Passage provided

Malik Adel al-Shaer was run over in the village of Tuqu while on his way to school. He suffered internal bleeding and was taken to hospital for treatment, medics said.

Medics at the scene said Israeli troops verbally abused them.

Mayor of Tuqu Taysir Abu Mfarih called on Israeli authorities to install speed bumps in the area.

Israeli forces detained six people overnight Sunday across the occupied West Bank, local residents and an army official said.

Residents of al-Arrub refugee camp said Israeli forces seized 24-year-old Samed Jawabreh five days after his release from jail. They said two others, Wisam Sweilem, 19, and Muhannad Abu Sal, 25, were also detained.

The soldiers were looking for stone-throwing youths, according to residents.

Local wtinesses said Khalil Tariq al-Sadi, 19, and Mahmud Abed al-Latif Shibrawi, 19, were detained in Jenin and taken to an unknown location.

An Israeli army spokeswoman confirmed two arrests in al-Arrub but said four Palestinians were detained including two in Jenin and one each from Tulkarem and the Burqa and al-Dhahiriya villages.

• Despite winter rainfall which has painted green patches on the rolling south Hebron hills, the 145 residents of Tuba village face a daily struggle to access the most basic levels of water needed to survive.

Like 70 per cent of Palestinian communities in Area C, Tuba is not connected to the water network.

Located in 30,000 dunams of land designated by Israel as a closed military area, or Firing Zone 918, Israel’s Civil Administration forbids all construction in Tuba.

Villagers live in caves and tents and depend entirely on cisterns and tankered water to meet their daily needs.

‘These communities live in conditions similar to that of a post-disaster situation, such as an earthquake or tsunami,’ Advocacy Task Force Officer for EWASH, Alex Abu Ata, says.

‘People affected by natural disasters are forced to live in tents and have little access to water or food.

‘They basically only have what is provided to them through aid.’

The Emergency Water, Sanitation and Hygiene group (EWASH) is a coalition of almost 30 organisations working in the water and sanitation sector in the occupied Palestinian territory.

Action item
Repeat the news report word for word from "Medics at the" to "in the area.". The entries after the news report are separate material.

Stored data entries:
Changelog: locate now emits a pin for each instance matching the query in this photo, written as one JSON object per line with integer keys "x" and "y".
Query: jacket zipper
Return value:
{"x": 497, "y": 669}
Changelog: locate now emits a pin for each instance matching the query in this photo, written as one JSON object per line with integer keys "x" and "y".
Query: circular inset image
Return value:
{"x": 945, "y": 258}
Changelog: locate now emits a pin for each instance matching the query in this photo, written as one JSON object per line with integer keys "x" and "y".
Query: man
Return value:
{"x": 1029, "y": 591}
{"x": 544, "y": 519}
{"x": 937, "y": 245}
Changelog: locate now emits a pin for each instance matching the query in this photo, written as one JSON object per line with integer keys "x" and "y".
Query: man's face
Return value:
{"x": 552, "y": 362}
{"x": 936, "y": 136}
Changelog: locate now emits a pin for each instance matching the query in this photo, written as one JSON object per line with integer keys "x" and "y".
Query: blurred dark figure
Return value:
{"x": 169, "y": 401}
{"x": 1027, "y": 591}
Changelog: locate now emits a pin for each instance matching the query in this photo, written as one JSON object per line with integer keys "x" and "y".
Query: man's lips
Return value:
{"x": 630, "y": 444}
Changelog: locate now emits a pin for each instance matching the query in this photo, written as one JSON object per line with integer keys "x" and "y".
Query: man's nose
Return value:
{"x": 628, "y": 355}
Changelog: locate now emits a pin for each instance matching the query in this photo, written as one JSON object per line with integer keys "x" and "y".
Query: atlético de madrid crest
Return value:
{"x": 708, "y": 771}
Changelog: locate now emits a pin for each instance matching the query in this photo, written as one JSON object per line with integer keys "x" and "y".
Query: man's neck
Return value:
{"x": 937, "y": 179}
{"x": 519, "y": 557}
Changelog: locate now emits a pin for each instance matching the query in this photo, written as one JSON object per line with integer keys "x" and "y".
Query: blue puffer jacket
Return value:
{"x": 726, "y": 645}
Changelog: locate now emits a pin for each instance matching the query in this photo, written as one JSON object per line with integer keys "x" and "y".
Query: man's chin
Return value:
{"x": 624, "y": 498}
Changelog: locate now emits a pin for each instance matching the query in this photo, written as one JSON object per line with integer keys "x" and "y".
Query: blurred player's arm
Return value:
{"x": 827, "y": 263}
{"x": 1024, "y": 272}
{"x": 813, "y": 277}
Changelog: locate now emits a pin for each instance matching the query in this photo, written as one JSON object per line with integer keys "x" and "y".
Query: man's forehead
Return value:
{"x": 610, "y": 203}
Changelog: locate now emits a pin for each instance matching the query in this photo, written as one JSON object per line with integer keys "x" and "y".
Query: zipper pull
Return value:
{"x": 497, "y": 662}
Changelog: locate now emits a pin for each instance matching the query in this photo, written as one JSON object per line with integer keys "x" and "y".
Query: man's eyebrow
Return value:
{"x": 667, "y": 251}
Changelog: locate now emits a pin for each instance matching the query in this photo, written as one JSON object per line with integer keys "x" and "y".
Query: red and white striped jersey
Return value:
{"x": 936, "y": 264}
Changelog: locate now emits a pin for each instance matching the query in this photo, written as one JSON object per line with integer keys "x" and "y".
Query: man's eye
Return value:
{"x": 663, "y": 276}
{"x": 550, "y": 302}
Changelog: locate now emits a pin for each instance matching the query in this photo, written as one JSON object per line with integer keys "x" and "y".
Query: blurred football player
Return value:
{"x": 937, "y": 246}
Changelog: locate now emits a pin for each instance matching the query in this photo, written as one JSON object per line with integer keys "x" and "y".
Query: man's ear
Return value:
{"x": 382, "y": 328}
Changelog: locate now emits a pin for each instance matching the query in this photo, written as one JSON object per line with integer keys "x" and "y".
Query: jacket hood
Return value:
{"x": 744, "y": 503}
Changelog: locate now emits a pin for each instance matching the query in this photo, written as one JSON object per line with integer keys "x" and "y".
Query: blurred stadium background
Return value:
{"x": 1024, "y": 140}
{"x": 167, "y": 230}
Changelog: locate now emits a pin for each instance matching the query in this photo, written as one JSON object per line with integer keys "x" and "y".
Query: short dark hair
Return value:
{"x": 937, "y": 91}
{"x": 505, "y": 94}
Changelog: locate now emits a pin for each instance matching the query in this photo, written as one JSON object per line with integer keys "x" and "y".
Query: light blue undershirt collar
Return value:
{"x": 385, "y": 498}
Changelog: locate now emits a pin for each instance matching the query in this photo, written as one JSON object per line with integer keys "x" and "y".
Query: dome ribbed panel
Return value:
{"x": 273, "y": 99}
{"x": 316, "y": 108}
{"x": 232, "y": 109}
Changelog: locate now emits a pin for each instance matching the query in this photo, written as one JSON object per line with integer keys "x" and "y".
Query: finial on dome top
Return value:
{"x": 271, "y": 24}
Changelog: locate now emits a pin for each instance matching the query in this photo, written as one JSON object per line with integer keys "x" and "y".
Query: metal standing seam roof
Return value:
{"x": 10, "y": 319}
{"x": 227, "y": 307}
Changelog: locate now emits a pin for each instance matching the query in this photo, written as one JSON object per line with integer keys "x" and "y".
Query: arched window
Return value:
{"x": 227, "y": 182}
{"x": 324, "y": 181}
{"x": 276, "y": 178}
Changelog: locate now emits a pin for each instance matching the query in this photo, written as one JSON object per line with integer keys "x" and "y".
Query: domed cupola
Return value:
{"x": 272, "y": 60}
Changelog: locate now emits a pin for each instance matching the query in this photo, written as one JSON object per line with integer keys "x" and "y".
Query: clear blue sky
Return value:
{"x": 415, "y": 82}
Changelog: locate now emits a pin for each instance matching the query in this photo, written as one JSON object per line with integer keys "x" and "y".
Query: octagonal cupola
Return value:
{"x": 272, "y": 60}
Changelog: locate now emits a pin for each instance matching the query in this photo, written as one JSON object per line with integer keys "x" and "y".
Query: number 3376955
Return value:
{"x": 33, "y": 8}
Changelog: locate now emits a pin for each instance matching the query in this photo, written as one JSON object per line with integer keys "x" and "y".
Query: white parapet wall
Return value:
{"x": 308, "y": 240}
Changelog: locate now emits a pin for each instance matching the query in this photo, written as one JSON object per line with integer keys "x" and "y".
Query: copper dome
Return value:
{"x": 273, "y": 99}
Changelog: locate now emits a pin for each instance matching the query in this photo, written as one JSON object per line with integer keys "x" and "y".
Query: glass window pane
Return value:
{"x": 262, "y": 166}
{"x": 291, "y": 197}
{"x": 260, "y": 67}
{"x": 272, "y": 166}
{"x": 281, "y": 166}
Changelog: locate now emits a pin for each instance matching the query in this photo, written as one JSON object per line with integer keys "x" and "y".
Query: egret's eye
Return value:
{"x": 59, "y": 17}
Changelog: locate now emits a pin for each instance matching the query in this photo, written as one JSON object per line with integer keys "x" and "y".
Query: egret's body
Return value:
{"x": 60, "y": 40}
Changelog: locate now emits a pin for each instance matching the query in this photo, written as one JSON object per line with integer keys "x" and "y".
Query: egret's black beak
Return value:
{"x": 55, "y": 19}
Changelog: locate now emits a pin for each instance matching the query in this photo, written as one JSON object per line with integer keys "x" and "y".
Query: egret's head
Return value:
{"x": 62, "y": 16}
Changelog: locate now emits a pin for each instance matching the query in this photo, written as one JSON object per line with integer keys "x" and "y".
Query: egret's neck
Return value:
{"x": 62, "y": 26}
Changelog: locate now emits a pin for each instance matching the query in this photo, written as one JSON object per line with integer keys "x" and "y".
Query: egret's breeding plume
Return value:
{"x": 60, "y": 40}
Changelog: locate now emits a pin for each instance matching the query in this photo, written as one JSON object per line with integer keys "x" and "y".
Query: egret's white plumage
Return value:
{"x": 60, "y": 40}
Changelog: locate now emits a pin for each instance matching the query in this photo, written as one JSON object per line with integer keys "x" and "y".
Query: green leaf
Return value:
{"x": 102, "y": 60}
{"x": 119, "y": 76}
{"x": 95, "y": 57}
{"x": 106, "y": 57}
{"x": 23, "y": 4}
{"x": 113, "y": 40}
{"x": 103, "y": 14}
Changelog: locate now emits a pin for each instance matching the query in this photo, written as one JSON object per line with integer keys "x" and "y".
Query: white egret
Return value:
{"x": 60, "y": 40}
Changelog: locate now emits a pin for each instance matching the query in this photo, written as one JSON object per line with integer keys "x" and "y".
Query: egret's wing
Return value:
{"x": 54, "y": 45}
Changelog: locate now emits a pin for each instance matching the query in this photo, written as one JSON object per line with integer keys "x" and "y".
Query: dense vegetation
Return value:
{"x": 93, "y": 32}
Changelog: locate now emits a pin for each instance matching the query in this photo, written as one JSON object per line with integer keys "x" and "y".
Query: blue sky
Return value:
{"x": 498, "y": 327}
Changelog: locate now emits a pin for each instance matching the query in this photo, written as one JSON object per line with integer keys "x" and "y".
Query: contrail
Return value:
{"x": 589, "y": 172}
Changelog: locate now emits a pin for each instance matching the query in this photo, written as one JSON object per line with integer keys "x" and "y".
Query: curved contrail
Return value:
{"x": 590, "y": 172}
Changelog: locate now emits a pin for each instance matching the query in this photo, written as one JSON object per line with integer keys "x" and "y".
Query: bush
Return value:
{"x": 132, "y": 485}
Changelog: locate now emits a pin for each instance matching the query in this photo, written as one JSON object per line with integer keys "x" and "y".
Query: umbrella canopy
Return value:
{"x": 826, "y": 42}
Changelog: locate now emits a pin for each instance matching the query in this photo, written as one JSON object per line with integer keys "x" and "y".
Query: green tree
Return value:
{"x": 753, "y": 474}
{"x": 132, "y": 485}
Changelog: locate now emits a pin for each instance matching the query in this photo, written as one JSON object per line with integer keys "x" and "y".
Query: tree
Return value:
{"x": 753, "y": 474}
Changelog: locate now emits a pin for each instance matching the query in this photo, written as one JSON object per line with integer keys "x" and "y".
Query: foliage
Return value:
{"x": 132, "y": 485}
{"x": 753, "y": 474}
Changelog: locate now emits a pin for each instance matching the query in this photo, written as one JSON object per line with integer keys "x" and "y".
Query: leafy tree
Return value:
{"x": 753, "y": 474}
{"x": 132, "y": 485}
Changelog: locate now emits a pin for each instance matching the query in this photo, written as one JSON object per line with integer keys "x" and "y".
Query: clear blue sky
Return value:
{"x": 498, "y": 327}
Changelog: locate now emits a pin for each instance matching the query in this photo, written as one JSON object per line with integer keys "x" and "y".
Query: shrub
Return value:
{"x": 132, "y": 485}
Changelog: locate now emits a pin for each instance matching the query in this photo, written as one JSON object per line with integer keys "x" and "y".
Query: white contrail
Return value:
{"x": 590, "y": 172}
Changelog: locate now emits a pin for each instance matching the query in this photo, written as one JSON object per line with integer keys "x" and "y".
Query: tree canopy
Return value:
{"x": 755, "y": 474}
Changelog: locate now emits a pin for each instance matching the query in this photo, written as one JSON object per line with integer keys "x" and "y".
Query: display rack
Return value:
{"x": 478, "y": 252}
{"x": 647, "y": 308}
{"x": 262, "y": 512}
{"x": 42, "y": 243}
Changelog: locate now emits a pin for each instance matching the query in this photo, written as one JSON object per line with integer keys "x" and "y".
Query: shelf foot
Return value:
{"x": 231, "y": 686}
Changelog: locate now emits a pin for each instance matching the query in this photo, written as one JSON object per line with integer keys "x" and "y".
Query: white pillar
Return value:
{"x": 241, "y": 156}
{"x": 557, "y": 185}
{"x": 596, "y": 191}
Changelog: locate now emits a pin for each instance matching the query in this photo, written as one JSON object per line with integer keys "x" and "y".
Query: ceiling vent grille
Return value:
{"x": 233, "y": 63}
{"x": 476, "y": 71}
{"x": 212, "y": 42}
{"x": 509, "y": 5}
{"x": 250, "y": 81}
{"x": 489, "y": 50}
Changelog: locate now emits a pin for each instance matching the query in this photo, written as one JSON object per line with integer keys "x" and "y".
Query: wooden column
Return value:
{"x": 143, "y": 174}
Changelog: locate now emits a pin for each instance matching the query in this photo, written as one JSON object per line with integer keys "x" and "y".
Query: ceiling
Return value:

Answer space
Medics at the scene said Israeli troops verbally abused them.

Mayor of Tuqu Taysir Abu Mfarih called on Israeli authorities to install speed bumps in the area.